§ **RICHIESTA 1**: Aggiorna il tratto delle voci che va dalla riga contenente "For the evaluation set, tag each instance of the curved" fino alla fine delle voci, sostituendo "evaluation set" con "test set" e lasciando invariato tutto il resto.
─── ESTRATTO DEL DOCUMENTO
Sentenza Sentenza Cassazione Civile n. 14762 del 18/06/2010

Cassazione civile sez. I, 18/06/2010, (ud. 25/05/2010, dep. 18/06/2010), n.14762

LA CORTE SUPREMA DI CASSAZIONE

SEZIONE PRIMA CIVILE

Composta dagli Ill.mi Sigg.ri Magistrati:

Dott. PANEBIANCO Ugo Riccardo – Presidente –

Dott. SALVAGO Salvatore – Consigliere –

Dott. NAPPI Aniello – Consigliere –

Dott. DOGLIOTTI Massimo – Consigliere –

Dott. GIANCOLA Maria Cristina – Consigliere –

ha pronunciato la seguente:

sentenza

sul ricorso proposto da

S.A. ((OMISSIS)), domiciliato in Roma, via

I.Nievo 61, presso l’avv. G.M. Frattini, rappresentato e difeso

dall’avv. Di Vito A., come da mandato a margine del ricorso;

– ricorrente –

contro

Ministero della giustizia, domiciliato in Roma, via dei Portoghesi

12, presso l’Avvocatura generale dello Stato, che per legge lo

rappresenta;

– controricorrente –

avverso il decreto della Corte d’appello di Napoli, depositato il 28

novembre 2006;

Sentita la relazione svolta dal Consigliere dott. Aniello Nappi;

Udite le conclusioni del P.M., come da verbale di udienza.

 

Fatto

SVOLGIMENTO DEL PROCESSO

Con il decreto impugnato la Corte d’appello di Napoli ha rigettato la domanda proposta da S.A. di equa riparazione per la durata irragionevole di un giudizio penale per estorsione e porto illegale di arma disposto nei suoi confronti il 27 maggio 1993, definito in primo grado il 25 giugno 2002 dal Tribunale di Nocera Inferiore e ancora pendente in appello alla data del 20 giugno 2006.

Hanno ritenuto i giudici del merito che la durata del procedimento è stata determinata dal comportamento ostruzionistico della difesa, probabilmente indotta per paura a chiedere rinvii, trattandosi di reati di evidente impronta camorristica, per i quali, anche in ragione del tempo decorso, S.A. ha riportato una mite condanna a quattro anni di reclusione e settecento euro di multa.

Sicchè non è ipotizzabile alcun danno patito da S.A..

Ricorre per cassazione e deduce violazione di legge e vizio di motivazione, perchè i giudici del merito, pur riconoscendo che l’abnorme durata del processo è stata determinata anche da disfunzione dell’apparato giudiziario, hanno contraddittoria-mente negato il diritto all’equa riparazione.

Diritto

MOTIVI DELLA DECISIONE

Premesso che sono manifestamente infondate le questioni di legittimità costituzionale proposte dal pubblico ministero (Cass., sez. 1, 22 gennaio 2008, n. 1354, m. 601254), il ricorso è ammissibile, essendo enunciati i principi di diritto di cui si lamenta la violazione e bene evidenziati i fatti controversi cui si riferisce la censura di vizio di motivazione. Ed è anche fondato.
──────
─── DATI ARCHIVIATI
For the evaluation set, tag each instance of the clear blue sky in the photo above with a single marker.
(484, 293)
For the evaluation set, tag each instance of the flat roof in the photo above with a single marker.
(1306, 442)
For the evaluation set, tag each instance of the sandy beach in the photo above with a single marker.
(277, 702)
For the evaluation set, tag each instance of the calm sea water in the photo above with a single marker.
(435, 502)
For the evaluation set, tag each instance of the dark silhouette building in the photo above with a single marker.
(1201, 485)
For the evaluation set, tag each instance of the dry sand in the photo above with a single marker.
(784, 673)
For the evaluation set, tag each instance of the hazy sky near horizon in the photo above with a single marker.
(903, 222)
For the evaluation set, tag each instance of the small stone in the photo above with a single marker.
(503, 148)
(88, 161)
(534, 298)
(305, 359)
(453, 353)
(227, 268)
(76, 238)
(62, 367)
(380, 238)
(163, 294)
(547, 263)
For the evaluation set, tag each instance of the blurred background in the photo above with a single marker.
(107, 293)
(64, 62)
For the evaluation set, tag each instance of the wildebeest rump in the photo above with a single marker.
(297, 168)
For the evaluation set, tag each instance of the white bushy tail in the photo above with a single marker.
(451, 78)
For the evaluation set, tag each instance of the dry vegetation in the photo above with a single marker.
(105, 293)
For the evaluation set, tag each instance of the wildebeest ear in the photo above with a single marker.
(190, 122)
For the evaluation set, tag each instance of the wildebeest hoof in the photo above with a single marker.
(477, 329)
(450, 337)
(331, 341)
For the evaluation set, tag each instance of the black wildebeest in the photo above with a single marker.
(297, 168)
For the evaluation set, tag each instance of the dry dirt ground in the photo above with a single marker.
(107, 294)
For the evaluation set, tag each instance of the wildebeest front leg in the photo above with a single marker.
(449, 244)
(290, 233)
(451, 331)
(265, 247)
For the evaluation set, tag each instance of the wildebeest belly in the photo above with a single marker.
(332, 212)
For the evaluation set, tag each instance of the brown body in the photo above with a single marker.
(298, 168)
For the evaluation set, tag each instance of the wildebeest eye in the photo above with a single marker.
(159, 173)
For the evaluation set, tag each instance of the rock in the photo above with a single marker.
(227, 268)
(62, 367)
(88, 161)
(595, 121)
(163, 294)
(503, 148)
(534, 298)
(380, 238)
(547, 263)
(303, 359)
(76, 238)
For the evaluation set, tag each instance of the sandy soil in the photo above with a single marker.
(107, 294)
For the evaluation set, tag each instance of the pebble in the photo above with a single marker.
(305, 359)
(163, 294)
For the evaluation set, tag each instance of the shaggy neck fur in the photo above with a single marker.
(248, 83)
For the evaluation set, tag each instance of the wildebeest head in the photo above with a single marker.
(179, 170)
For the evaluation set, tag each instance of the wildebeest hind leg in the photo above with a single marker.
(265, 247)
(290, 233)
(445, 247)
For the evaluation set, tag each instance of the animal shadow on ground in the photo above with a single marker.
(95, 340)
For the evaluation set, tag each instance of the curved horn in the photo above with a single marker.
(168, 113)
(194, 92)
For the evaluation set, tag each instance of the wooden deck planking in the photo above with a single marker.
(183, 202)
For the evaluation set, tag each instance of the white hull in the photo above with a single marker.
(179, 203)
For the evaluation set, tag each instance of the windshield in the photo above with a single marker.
──────
§ **RICHIESTA 2**:
Rispondi a queste domande sulla sentenza:
(a) Quale corte d'appello ha emesso il decreto impugnato?
(b) Chi ha svolto la relazione?
(c) A quale condanna è stato sottoposto S.A.?

§ **RISPOSTA 1**:
For the test set, tag each instance of the curved horn in the photo above with a single marker.
(168, 113)
(194, 92)
For the test set, tag each instance of the wooden deck planking in the photo above with a single marker.
(183, 202)
For the test set, tag each instance of the white hull in the photo above with a single marker.
(179, 203)
For the test set, tag each instance of the windshield in the photo above with a single marker.

§ **RISPOSTA 2**:
(a) La Corte d'appello di Napoli.
(b) Il Consigliere dott. Aniello Nappi.
(c) Quattro anni di reclusione e settecento euro di multa.